● Work to be completed
Edit the entries from the line with "Where can the man" through the line with "Target: woman's dark hair" by replacing "utility pole" with "telephone pole", and leave everything else unchanged. Give only those lines.

● Extracted data
----------

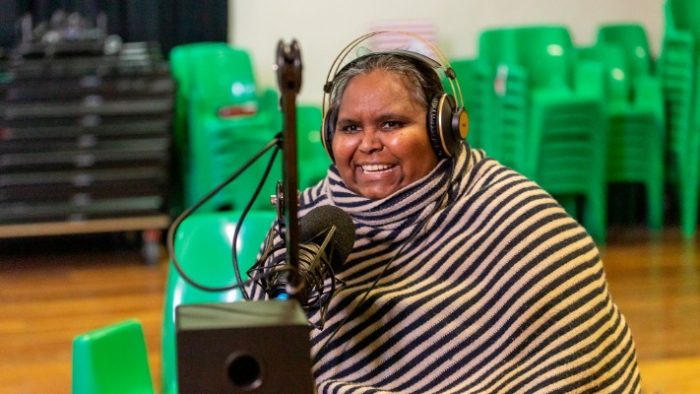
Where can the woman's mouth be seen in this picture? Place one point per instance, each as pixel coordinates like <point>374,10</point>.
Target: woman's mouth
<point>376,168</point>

----------

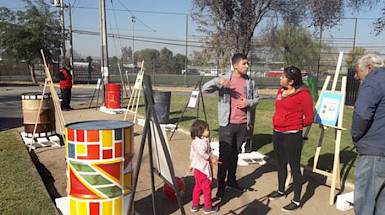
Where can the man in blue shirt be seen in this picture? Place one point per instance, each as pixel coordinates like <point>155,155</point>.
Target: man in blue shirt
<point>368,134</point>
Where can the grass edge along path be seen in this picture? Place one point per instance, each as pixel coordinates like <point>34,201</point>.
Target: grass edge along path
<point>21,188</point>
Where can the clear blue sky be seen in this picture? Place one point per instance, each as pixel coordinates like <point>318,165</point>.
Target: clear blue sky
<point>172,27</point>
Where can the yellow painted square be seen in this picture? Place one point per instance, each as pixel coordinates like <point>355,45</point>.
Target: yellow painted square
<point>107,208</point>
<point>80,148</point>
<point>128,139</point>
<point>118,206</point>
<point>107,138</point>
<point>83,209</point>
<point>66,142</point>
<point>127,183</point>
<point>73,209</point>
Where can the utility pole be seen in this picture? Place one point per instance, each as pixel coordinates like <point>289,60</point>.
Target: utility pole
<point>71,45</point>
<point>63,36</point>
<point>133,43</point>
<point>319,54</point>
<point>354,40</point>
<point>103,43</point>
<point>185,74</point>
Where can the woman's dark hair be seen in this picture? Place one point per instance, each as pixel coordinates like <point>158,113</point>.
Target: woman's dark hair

----------

● Output of the exercise
Where can the man in blue shirt be seen in this picture? Place one point per instance, each as pixel coordinates like <point>155,155</point>.
Target: man in blue shirt
<point>368,134</point>
Where can the grass edge along path be seen in this picture? Place one point per instance, each as pixel coordinates like <point>34,201</point>.
Target: grass edge along path
<point>21,188</point>
Where can the clear blue sky be seen in this picture? Place one point per instance, each as pixel coordinates like <point>318,165</point>.
Target: clear blue sky
<point>172,27</point>
Where can the yellow painted square be seen in this picture? Place one point per instance, each as pixel coordinates like <point>355,45</point>.
Target: yellow painted square
<point>107,208</point>
<point>80,148</point>
<point>128,139</point>
<point>118,206</point>
<point>107,138</point>
<point>83,209</point>
<point>66,142</point>
<point>127,183</point>
<point>73,209</point>
Where can the telephone pole be seen in this picture? Place one point per instance, each as pixel coordinates like <point>289,60</point>.
Target: telephone pole
<point>71,45</point>
<point>63,36</point>
<point>133,43</point>
<point>319,54</point>
<point>354,40</point>
<point>103,43</point>
<point>185,74</point>
Where can the woman's dark hair be seen in this picture? Place one point per instance, each as pixel coordinates like <point>158,113</point>.
Target: woman's dark hair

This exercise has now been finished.